[Dataset excerpts]
* * * * * * *

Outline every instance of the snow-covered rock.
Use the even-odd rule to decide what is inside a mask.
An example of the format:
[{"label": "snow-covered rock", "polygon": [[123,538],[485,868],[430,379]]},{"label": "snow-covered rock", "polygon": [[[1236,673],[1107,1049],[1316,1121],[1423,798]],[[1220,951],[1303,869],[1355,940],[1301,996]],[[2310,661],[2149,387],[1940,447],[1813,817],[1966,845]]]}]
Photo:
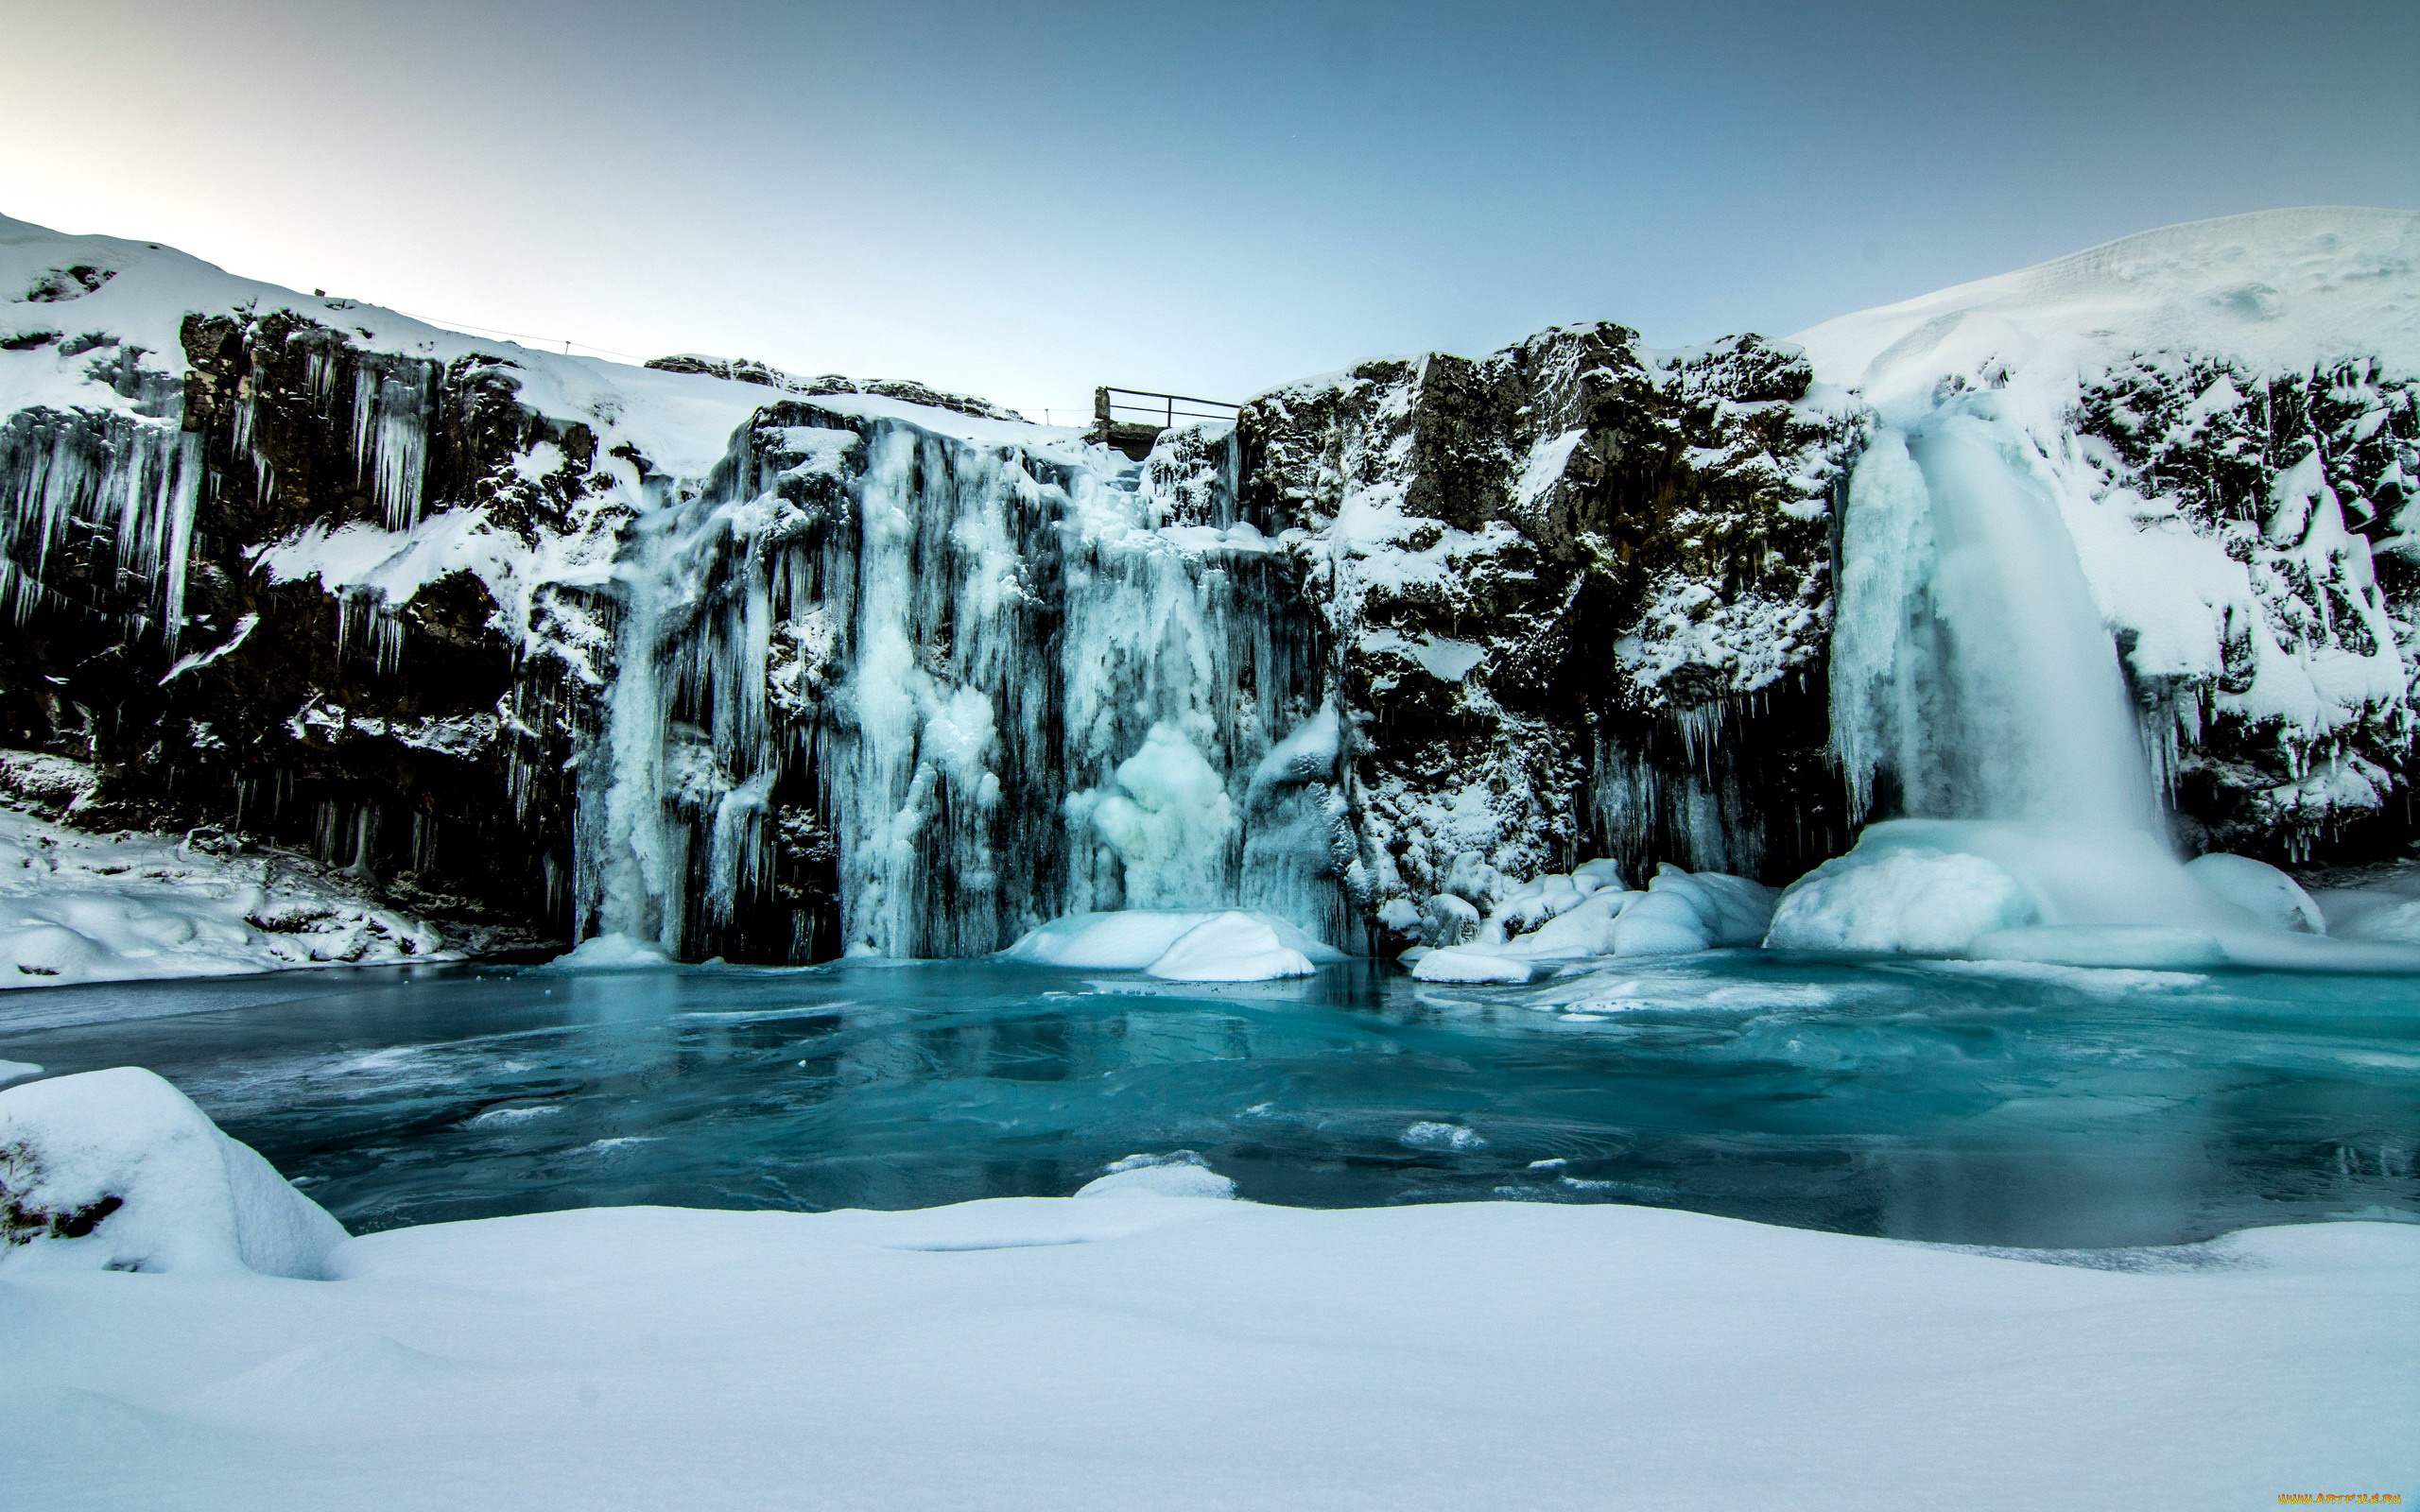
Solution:
[{"label": "snow-covered rock", "polygon": [[2265,861],[2213,850],[2185,863],[2195,881],[2272,929],[2325,935],[2327,920],[2302,884]]},{"label": "snow-covered rock", "polygon": [[320,1279],[344,1228],[131,1066],[0,1090],[0,1274]]},{"label": "snow-covered rock", "polygon": [[0,808],[0,988],[458,960],[359,880],[226,836],[89,834]]},{"label": "snow-covered rock", "polygon": [[1980,936],[2031,922],[2039,911],[2025,885],[1985,857],[1860,841],[1782,893],[1765,943],[1957,955]]},{"label": "snow-covered rock", "polygon": [[1422,953],[1411,974],[1423,982],[1526,982],[1530,964],[1496,951],[1447,947]]}]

* * * * * * *

Instructions to follow — Output all the entries above verbatim, please. No images.

Solution to this task —
Outline every instance of the snow-covered rock.
Use the even-odd rule to decide what is inside a mask.
An example of the format:
[{"label": "snow-covered rock", "polygon": [[123,538],[485,868],[430,379]]},{"label": "snow-covered rock", "polygon": [[[1236,673],[1107,1049],[1316,1121],[1423,798]],[[1220,951],[1303,869],[1355,940],[1301,996]],[[2310,661],[2149,387],[1940,447],[1813,817],[1966,845]]]}]
Photo:
Solution:
[{"label": "snow-covered rock", "polygon": [[2265,861],[2213,850],[2185,863],[2195,881],[2272,929],[2325,935],[2327,920],[2302,884]]},{"label": "snow-covered rock", "polygon": [[320,1279],[344,1228],[131,1066],[0,1090],[0,1274]]},{"label": "snow-covered rock", "polygon": [[0,808],[0,988],[458,960],[359,880],[226,836],[89,834]]},{"label": "snow-covered rock", "polygon": [[1980,936],[2031,922],[2039,911],[2025,885],[1985,857],[1860,841],[1782,893],[1765,943],[1957,955]]},{"label": "snow-covered rock", "polygon": [[1422,953],[1411,974],[1423,982],[1526,982],[1530,964],[1496,951],[1447,947]]}]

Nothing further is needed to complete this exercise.